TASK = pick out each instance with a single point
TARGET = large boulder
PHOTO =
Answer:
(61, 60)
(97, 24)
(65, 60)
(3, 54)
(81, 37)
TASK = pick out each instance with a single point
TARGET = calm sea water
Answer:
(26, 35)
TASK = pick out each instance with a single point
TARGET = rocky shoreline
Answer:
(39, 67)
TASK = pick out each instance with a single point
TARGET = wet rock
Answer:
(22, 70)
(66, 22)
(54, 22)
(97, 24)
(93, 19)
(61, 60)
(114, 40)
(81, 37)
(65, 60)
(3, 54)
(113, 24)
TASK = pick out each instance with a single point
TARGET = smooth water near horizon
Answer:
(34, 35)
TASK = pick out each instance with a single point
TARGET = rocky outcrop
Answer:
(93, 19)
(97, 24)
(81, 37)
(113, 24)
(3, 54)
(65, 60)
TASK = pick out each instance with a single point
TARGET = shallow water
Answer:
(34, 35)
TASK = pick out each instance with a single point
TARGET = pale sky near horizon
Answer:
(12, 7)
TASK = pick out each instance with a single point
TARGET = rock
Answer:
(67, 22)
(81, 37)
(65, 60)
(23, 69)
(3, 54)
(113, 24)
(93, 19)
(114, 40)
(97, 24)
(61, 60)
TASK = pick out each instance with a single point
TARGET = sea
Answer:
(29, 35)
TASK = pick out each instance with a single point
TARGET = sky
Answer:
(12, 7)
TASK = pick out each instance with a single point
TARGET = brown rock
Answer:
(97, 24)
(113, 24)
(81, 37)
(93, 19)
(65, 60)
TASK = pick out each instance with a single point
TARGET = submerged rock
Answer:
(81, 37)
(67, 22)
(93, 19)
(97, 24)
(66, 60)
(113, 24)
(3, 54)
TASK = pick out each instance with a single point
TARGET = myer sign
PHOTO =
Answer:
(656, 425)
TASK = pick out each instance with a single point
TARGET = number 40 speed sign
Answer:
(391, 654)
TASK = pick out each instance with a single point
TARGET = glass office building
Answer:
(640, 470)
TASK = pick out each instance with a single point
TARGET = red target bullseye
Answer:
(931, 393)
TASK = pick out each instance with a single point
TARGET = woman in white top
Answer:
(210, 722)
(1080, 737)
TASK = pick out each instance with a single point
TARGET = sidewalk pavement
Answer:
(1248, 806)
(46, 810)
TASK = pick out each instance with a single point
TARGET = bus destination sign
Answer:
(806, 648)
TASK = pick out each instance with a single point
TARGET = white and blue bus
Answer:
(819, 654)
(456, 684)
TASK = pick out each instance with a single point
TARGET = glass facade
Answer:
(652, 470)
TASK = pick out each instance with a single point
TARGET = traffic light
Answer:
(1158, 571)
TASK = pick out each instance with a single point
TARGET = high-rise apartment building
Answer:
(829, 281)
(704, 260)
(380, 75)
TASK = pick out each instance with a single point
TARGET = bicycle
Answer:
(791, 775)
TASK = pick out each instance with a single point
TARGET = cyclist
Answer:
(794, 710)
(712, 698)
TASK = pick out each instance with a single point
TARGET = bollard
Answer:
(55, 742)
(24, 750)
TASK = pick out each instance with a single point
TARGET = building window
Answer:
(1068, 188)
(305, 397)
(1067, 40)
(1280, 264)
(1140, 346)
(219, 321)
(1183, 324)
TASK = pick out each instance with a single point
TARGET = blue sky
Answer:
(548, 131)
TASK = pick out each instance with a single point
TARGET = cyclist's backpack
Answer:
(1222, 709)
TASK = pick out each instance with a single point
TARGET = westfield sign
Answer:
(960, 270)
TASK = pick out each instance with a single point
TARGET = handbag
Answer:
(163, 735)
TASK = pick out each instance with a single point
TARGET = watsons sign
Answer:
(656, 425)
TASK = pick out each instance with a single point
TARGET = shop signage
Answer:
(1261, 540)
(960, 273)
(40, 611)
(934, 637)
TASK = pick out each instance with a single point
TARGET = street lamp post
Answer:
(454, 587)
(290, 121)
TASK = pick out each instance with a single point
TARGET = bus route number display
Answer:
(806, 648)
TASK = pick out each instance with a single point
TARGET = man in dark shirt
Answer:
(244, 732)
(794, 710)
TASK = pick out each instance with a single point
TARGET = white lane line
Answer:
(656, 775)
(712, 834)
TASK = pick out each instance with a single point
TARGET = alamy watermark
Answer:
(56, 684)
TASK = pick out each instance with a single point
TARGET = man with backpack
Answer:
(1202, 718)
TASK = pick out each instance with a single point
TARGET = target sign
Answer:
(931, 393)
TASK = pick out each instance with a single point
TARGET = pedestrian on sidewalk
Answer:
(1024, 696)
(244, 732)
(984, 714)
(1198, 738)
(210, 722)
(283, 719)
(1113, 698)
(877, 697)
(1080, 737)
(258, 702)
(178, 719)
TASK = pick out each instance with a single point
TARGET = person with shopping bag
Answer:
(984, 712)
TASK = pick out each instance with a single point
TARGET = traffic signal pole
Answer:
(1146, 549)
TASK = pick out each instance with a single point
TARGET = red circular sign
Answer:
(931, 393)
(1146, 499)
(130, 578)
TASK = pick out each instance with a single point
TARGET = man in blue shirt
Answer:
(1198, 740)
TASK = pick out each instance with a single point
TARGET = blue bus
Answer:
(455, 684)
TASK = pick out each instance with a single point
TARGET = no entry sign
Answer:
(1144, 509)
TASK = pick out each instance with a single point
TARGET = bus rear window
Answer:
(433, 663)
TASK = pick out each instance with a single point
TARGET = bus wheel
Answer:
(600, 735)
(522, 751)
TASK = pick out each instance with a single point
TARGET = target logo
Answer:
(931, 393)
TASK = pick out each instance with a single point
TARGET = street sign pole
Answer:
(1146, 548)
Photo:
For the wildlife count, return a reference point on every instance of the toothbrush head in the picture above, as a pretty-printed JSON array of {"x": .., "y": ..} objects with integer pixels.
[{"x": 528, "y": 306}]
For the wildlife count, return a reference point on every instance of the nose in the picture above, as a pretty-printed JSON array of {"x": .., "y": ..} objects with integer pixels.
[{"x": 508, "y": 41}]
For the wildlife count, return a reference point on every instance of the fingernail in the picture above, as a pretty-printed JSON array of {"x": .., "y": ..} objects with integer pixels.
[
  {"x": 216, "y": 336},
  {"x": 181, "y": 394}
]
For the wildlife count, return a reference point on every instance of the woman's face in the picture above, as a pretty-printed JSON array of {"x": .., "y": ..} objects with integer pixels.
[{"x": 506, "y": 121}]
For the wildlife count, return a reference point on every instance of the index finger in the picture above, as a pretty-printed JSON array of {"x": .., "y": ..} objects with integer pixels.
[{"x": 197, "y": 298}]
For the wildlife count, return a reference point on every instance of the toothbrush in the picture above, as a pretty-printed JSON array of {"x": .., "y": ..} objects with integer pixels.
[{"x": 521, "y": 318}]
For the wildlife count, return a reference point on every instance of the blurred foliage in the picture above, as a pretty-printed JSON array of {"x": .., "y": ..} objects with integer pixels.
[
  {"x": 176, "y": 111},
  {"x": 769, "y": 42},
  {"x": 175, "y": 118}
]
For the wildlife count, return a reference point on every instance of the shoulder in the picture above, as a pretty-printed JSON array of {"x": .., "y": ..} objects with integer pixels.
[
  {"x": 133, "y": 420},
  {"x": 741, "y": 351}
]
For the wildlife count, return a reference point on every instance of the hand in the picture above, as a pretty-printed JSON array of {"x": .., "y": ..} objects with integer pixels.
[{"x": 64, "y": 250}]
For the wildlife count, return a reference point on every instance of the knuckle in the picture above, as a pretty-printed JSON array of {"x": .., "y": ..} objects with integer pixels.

Aim of the exercise
Through the last line of the entries above, beginning at the line containing "the toothbrush in", transcribe each line exactly, both ends included and nothing more.

Task response
For the wildlife count, return a reference point on every instance of the toothbrush in the picture above, as a pretty-printed JSON array of {"x": .., "y": ..} objects with integer pixels.
[{"x": 521, "y": 318}]
For the wildlife count, return a reference point on every instance of the blurred foliage in the picture above, as a pretty-printed JSON array of {"x": .., "y": ..} objects with integer pixels.
[
  {"x": 176, "y": 111},
  {"x": 769, "y": 42},
  {"x": 175, "y": 118}
]
For the wildlife count, return a reference point on every instance of the shoulder in the picture above, as a pretty-printed JSON array of {"x": .., "y": ..} objects with integer pixels.
[
  {"x": 133, "y": 420},
  {"x": 741, "y": 351}
]
For the wildlife count, return a reference point on every instance of the hand in the picture above, as a pretty-printed JSON array of {"x": .., "y": ..} objects with integer pixels.
[{"x": 64, "y": 250}]
For the wildlife count, return a reference point on every instance of the knuckle in the picture above, as a pretty-printed JSON array of {"x": .., "y": ..} objects with integer pixels.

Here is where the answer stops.